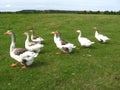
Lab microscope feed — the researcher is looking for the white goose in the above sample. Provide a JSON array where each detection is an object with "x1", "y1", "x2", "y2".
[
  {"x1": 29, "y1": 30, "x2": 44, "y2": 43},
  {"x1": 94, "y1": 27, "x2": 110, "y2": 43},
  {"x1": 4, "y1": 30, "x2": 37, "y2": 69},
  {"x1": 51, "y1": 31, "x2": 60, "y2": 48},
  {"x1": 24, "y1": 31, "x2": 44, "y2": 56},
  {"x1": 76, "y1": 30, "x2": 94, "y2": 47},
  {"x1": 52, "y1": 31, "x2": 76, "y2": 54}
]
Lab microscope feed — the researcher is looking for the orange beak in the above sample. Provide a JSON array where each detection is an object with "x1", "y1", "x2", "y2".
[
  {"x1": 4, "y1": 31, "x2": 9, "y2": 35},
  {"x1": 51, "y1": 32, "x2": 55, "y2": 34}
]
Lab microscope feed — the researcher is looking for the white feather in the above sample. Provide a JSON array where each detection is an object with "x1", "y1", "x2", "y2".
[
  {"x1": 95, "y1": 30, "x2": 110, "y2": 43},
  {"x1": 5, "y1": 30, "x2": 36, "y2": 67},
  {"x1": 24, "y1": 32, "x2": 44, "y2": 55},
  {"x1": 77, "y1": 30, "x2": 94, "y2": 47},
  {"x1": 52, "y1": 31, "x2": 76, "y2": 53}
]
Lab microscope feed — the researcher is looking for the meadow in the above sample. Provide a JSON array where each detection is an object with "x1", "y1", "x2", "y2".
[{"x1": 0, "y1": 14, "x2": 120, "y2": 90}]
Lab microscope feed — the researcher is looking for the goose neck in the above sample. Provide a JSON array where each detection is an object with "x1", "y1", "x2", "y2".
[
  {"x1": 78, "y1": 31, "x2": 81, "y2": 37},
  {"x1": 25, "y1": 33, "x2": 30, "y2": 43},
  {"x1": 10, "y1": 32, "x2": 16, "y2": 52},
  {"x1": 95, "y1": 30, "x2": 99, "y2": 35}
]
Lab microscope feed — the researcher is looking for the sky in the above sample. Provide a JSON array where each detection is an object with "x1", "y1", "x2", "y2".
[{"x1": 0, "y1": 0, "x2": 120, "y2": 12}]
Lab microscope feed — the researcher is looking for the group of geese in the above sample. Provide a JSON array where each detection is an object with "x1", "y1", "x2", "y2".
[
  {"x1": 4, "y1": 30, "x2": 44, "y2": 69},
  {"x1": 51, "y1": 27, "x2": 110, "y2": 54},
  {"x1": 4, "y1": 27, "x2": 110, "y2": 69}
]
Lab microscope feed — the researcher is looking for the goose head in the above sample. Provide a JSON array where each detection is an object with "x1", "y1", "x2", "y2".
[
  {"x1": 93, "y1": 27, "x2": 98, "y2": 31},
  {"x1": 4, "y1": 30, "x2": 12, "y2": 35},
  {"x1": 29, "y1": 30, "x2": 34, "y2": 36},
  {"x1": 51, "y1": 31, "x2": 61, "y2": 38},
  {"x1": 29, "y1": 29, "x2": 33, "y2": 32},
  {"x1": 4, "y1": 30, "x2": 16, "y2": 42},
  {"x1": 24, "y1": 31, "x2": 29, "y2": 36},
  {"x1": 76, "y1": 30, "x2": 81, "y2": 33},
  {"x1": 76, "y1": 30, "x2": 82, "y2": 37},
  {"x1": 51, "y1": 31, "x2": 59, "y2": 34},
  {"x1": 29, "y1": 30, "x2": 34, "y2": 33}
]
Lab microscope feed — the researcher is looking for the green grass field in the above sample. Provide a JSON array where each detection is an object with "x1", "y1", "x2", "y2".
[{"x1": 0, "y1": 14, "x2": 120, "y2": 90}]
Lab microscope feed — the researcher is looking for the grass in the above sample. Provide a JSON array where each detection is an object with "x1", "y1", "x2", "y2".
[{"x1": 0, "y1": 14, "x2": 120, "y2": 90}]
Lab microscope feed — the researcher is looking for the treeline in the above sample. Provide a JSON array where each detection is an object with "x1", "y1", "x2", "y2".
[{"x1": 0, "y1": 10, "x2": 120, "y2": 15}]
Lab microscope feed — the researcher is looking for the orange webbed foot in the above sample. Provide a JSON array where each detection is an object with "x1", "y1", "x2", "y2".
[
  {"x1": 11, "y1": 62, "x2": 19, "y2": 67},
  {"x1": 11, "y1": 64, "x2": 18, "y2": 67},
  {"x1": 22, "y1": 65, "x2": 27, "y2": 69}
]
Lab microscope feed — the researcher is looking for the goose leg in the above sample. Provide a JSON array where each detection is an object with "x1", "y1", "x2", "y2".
────
* **What the task requires**
In your output, repeat the listing above exactly and include none of the pictures.

* **Task solution**
Lab microscope feed — the researcher is looking for the white goose in the above sample. Provide a JSON array where each detection is an object with "x1", "y1", "x2", "y2".
[
  {"x1": 29, "y1": 30, "x2": 44, "y2": 43},
  {"x1": 94, "y1": 27, "x2": 110, "y2": 43},
  {"x1": 4, "y1": 30, "x2": 37, "y2": 69},
  {"x1": 51, "y1": 31, "x2": 60, "y2": 48},
  {"x1": 24, "y1": 31, "x2": 44, "y2": 56},
  {"x1": 76, "y1": 30, "x2": 94, "y2": 47},
  {"x1": 52, "y1": 31, "x2": 76, "y2": 54}
]
Lab microscope feed — the researcher is looking for the orange beak in the above sample. Provide a JSON array where each detection is an object with "x1", "y1", "x2", "y2".
[
  {"x1": 4, "y1": 31, "x2": 9, "y2": 35},
  {"x1": 51, "y1": 32, "x2": 55, "y2": 34}
]
Lab microscope feed — the researcher is looking for the white feather in the above sample. Provide a JSON array where each detection is an object with "x1", "y1", "x2", "y2".
[
  {"x1": 95, "y1": 30, "x2": 110, "y2": 43},
  {"x1": 5, "y1": 30, "x2": 36, "y2": 67},
  {"x1": 24, "y1": 32, "x2": 44, "y2": 55},
  {"x1": 77, "y1": 30, "x2": 94, "y2": 47},
  {"x1": 52, "y1": 31, "x2": 76, "y2": 53}
]
Lab microscope feed — the researcher is looking for the meadow in the above sample. Provide a JSON array where each detection is an object with "x1", "y1", "x2", "y2".
[{"x1": 0, "y1": 14, "x2": 120, "y2": 90}]
Lab microscope feed — the researcher is looking for the goose neck in the above sample. Provide a JSON array where each detection is an object with "x1", "y1", "x2", "y2".
[
  {"x1": 78, "y1": 31, "x2": 81, "y2": 37},
  {"x1": 25, "y1": 33, "x2": 30, "y2": 43},
  {"x1": 10, "y1": 32, "x2": 16, "y2": 52},
  {"x1": 95, "y1": 30, "x2": 99, "y2": 35}
]
Lab microscope feed — the researcher is looking for the sky in the above sample. Provide a JSON array where each detection is an object with "x1", "y1", "x2", "y2".
[{"x1": 0, "y1": 0, "x2": 120, "y2": 12}]
Lab microscope feed — the researcher is looking for the group of geese in the above sample. Provide a JSON array where each detection is an object with "x1", "y1", "x2", "y2".
[
  {"x1": 4, "y1": 30, "x2": 44, "y2": 69},
  {"x1": 51, "y1": 27, "x2": 110, "y2": 54},
  {"x1": 4, "y1": 27, "x2": 110, "y2": 69}
]
Lab microscope feed — the researcher is looking for the goose head in the above sample. Provide a JSON array where each detection is an object with "x1", "y1", "x2", "y2".
[
  {"x1": 93, "y1": 27, "x2": 98, "y2": 31},
  {"x1": 4, "y1": 30, "x2": 12, "y2": 35},
  {"x1": 29, "y1": 30, "x2": 34, "y2": 36},
  {"x1": 51, "y1": 31, "x2": 61, "y2": 38},
  {"x1": 29, "y1": 29, "x2": 33, "y2": 32},
  {"x1": 4, "y1": 30, "x2": 16, "y2": 42},
  {"x1": 24, "y1": 31, "x2": 29, "y2": 36},
  {"x1": 76, "y1": 30, "x2": 81, "y2": 33},
  {"x1": 76, "y1": 30, "x2": 82, "y2": 37},
  {"x1": 51, "y1": 31, "x2": 59, "y2": 34},
  {"x1": 29, "y1": 30, "x2": 34, "y2": 33}
]
Lab microscope feed — the researcher is looking for the green grass field in the above sample. Provide a JSON array where each detection is an object with "x1", "y1", "x2", "y2".
[{"x1": 0, "y1": 14, "x2": 120, "y2": 90}]
Lab microscope feed — the researcher is looking for the grass in the above sample. Provide a JSON array where each detection is an object with "x1", "y1", "x2", "y2".
[{"x1": 0, "y1": 14, "x2": 120, "y2": 90}]
Lab microscope feed — the researcher is looking for the treeline in the above sample. Provide a JSON array where each detection is an object with "x1", "y1", "x2", "y2".
[{"x1": 0, "y1": 10, "x2": 120, "y2": 15}]
Lab microscope feed — the researcher is looking for the orange webbed foot in the above sample. Provide a JSON array where each detection is an object with "x1", "y1", "x2", "y2".
[
  {"x1": 11, "y1": 62, "x2": 19, "y2": 67},
  {"x1": 11, "y1": 64, "x2": 18, "y2": 67},
  {"x1": 22, "y1": 65, "x2": 27, "y2": 69}
]
Lab microscope feed — the researcher is looking for the goose leg in the above sample. Provide a JSON array where each detection is an object with "x1", "y1", "x2", "y2".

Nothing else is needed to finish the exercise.